## [WRITTEN EXERCISE]
From the text on fuel briquettes, list each property of the briquettes themselves that it links to difficulties when they are used in appliances designed for wood.

## [TEXT EXTRACT]
↓↓↓
Whereas the first key question might be easy to answer by a simple comparison of solid fuel market prices, the second question might imply indirectly the willingness of consumers to alter their normal combustion appliances to suit briquettes. Without a doubt, before not only changing the fuel but also adopting a whole new combustion unit consumers will hesitate. They will ask themselves if briquettes offer any significant advantages, in terms of quality of combustion or in financial advantages that might persuade consumers to spend money on new appliances. But that is not enough: briquettes are also a consumer good. That means consumers must trust in their availability. This aspect might be especially difficult at the beginning of a briquetting activity while searching for penetrating a new market. The likely size of briquette supply relative to the total traditional fuel supply will be small. At these low kinds of penetration, consumers will always be aware of the need to give themselves an alternative source of fuel. This will certainly be true in the early stage of marketing briquettes whether or not, at the later stage, some consumers would have the confidence to commit themselves wholly to briquettes. Thus, briquettes have to be compatible with existing appliances with little or no modification if they are to have any chance of achieving initial market penetration.

A part of these general considerations about the competiveness of briquettes there might be some user specific thoughts. These are discussed in the following by regarding the solid fuel which is supposed to be substituted by briquettes.

Burning appliances


Wood burning appliances


Technically there does not seem to be any major problem about using briquettes in existing cooking or heating appliances which were originally designed for burning wood. Due to the high density of briquettes and their surfaces sometimes problems with initial ignition and heat-raising are reported. But this fact can easily be overcome by co-firing wood at the beginning. It is probably more difficult to sell bigger sized briquettes simply because the physical dimensions of household stoves are limited. Large logs are similarly rejected.The general combustion behavior of biomass briquettes is comparable to wood. Briquettes can therefore normally be used in traditional stoves as a substitute or as co-firing of wood. In fact in many countries briquettes can be found on local markets. Especially for normal households in developing countries the comparative price and the availability of briquettes will play a major role for their acceptance rather than the technical characteristics when burnt in stoves designed for wood.
↑↑↑
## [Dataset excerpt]
↓↓↓
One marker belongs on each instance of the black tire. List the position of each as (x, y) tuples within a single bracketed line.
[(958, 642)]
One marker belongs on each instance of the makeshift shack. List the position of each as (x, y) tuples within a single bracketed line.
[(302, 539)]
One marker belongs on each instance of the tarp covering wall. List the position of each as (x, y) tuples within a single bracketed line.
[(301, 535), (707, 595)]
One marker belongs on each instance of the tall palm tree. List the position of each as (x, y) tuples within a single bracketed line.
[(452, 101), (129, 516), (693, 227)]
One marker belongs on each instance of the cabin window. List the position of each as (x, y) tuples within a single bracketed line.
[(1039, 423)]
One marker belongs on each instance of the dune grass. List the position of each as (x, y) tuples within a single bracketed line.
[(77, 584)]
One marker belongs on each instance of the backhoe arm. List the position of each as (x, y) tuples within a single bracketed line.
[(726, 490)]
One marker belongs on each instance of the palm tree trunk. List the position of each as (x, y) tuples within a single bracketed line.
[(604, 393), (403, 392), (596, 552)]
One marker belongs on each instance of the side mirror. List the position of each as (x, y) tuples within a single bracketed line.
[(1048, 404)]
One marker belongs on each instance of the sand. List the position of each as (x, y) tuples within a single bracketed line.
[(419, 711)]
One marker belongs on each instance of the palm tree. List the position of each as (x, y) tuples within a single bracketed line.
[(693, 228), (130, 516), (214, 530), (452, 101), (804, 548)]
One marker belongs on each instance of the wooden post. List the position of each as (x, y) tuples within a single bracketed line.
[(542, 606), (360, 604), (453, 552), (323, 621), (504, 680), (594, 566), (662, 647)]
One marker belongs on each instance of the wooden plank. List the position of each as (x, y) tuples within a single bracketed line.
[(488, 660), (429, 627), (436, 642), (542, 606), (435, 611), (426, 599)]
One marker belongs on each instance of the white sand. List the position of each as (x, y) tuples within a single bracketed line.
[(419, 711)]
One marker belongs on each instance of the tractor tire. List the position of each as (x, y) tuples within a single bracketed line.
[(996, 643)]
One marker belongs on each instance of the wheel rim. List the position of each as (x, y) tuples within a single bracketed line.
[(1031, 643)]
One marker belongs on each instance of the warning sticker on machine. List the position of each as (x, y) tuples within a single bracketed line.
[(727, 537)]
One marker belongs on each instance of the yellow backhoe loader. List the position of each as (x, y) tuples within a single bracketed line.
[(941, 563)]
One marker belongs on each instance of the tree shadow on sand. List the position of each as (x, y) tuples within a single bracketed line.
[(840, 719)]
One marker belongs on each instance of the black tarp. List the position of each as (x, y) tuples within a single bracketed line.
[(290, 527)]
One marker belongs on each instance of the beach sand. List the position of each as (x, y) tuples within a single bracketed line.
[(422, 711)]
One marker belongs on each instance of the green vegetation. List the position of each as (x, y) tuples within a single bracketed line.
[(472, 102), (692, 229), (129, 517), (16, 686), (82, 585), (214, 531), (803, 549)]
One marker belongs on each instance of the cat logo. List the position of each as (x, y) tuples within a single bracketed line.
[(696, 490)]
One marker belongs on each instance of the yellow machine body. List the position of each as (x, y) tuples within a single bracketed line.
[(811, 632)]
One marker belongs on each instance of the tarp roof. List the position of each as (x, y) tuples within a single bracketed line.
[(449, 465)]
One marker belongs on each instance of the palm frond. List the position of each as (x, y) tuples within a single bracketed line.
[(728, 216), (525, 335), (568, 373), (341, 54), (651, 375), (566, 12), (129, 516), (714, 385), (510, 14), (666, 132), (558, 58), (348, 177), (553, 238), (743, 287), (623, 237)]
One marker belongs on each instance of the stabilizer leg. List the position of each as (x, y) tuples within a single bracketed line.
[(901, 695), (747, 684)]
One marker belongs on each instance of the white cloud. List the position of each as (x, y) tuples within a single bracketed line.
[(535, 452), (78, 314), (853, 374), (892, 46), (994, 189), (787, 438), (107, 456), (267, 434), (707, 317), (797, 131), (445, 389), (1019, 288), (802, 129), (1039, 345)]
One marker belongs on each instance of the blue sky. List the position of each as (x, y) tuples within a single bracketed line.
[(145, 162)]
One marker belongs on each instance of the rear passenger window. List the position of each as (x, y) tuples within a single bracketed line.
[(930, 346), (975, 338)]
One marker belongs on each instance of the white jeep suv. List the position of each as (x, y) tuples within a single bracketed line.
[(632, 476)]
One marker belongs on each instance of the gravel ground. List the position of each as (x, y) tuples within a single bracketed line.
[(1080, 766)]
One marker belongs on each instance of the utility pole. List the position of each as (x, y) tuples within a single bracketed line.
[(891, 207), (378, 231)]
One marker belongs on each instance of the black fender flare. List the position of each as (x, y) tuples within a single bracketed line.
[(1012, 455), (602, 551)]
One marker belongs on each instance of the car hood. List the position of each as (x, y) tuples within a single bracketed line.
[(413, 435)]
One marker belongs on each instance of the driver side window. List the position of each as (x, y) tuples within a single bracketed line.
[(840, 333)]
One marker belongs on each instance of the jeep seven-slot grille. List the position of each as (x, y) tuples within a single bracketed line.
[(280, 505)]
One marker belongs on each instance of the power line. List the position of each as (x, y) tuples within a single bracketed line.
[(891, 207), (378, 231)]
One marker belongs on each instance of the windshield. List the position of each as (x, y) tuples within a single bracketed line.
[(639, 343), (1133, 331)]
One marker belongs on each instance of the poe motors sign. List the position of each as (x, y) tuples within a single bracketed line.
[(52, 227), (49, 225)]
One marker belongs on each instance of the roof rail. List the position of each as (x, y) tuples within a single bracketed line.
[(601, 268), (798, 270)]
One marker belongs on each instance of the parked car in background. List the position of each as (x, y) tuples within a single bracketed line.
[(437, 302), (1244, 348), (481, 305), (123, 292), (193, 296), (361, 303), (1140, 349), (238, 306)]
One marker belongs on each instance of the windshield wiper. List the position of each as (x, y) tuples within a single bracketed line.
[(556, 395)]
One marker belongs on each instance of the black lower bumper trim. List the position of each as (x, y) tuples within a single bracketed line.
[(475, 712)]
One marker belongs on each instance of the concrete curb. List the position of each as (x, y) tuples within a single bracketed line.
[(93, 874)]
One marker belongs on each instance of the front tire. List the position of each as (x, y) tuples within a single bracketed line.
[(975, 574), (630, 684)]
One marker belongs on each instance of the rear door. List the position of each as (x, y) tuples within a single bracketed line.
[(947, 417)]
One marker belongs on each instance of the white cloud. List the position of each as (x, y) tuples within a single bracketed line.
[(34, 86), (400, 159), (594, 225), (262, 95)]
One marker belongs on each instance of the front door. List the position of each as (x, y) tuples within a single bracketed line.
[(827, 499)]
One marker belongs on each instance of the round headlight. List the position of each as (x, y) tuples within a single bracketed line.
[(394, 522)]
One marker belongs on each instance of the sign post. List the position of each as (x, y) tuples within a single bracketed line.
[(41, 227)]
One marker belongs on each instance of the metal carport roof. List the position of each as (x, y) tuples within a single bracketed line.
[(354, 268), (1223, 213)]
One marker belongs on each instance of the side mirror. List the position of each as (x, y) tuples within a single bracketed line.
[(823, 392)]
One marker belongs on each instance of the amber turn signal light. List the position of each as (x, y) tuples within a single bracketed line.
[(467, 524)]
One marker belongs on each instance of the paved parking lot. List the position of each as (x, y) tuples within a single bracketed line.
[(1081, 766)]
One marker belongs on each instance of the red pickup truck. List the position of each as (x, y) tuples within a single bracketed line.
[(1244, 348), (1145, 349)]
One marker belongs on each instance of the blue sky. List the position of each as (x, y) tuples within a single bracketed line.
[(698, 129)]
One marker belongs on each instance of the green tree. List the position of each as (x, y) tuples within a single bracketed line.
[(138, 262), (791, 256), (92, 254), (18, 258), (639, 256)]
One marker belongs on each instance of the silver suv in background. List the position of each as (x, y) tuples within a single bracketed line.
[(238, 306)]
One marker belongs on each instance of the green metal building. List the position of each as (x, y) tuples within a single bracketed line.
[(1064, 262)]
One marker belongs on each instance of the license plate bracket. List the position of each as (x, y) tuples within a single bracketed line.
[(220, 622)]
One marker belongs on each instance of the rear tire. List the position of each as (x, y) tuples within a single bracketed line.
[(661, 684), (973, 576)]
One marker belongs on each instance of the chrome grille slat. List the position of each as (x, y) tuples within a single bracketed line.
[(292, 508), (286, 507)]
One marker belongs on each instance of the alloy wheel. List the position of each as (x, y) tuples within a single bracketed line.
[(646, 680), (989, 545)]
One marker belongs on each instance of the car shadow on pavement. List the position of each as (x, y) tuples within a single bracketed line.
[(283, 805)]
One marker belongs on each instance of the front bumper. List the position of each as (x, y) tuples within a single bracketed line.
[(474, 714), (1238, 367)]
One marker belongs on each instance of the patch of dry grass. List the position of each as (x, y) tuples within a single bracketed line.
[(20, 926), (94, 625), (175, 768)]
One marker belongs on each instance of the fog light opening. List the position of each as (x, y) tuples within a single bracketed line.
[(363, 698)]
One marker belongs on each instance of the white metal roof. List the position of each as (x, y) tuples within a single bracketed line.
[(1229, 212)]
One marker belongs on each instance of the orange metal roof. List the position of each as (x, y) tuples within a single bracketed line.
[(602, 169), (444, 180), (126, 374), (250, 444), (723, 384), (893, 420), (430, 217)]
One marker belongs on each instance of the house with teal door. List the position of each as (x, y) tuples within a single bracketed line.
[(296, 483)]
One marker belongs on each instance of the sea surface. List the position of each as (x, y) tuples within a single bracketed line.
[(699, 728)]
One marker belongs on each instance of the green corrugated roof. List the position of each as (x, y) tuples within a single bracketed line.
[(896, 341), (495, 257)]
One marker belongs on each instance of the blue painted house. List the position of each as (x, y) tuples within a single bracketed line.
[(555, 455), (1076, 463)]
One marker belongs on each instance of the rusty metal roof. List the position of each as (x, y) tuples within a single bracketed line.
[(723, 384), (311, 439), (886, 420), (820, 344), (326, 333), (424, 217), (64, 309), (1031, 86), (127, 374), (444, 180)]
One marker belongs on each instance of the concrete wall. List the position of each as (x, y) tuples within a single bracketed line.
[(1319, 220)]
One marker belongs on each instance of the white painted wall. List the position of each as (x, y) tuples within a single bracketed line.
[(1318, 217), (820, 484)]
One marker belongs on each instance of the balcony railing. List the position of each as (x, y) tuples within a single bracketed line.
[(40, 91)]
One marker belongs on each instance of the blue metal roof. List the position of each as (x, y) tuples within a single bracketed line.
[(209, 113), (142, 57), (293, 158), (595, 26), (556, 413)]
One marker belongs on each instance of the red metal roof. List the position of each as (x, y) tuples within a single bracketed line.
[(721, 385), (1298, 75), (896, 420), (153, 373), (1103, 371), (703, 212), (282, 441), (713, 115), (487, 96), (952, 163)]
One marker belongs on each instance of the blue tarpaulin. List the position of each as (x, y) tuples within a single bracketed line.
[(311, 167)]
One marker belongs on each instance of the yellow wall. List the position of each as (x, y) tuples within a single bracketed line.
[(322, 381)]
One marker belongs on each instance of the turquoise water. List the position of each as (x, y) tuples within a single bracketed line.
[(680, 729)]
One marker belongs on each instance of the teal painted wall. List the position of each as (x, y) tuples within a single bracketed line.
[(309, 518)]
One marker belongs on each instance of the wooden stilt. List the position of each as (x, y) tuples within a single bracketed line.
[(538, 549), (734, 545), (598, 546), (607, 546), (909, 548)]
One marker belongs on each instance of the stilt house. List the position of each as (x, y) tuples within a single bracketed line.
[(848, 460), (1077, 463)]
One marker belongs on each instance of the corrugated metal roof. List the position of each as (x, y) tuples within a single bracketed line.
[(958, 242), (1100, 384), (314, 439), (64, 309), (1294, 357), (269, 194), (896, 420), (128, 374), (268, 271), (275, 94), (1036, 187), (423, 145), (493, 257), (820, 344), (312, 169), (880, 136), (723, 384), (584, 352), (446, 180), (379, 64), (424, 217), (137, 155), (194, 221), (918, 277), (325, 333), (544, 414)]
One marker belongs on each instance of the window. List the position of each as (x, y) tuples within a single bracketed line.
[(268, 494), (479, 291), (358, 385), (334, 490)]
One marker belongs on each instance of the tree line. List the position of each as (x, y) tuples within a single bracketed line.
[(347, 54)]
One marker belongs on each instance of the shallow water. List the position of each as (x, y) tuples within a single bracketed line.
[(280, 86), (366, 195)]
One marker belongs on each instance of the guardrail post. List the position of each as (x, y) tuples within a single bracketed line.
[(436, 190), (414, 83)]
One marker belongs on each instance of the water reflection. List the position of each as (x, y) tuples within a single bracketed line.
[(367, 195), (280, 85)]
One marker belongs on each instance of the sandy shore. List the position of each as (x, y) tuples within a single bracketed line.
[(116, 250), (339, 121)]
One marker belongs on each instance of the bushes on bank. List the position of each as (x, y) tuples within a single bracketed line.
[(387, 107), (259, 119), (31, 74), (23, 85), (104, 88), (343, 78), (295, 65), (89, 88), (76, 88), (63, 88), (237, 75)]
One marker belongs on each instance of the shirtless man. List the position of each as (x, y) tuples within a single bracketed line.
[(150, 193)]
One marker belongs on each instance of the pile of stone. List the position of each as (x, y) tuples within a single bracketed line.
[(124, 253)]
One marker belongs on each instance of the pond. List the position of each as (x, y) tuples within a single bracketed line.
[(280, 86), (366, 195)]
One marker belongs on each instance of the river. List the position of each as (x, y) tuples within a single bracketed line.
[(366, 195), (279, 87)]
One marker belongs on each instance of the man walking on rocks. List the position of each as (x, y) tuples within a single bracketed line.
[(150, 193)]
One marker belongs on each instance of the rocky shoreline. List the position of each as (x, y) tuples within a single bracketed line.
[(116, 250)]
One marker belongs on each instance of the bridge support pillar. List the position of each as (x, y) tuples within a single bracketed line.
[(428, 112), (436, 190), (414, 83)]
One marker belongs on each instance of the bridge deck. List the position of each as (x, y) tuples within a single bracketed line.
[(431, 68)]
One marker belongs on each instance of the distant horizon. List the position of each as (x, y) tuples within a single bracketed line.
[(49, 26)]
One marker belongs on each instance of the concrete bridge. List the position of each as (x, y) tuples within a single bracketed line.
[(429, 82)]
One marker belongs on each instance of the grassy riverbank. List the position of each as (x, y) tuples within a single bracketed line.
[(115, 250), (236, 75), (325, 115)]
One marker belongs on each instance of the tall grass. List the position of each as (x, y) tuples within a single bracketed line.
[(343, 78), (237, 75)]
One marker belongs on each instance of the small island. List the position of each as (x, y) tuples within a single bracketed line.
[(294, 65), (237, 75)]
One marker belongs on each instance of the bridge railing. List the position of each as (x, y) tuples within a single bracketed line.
↑↑↑
## [ANSWER BELOW]
- High density, which can cause problems with initial ignition and heat-raising
- Their surfaces, which can also cause problems with initial ignition and heat-raising
- Larger size, which makes bigger briquettes harder to sell because household stoves have limited physical dimensions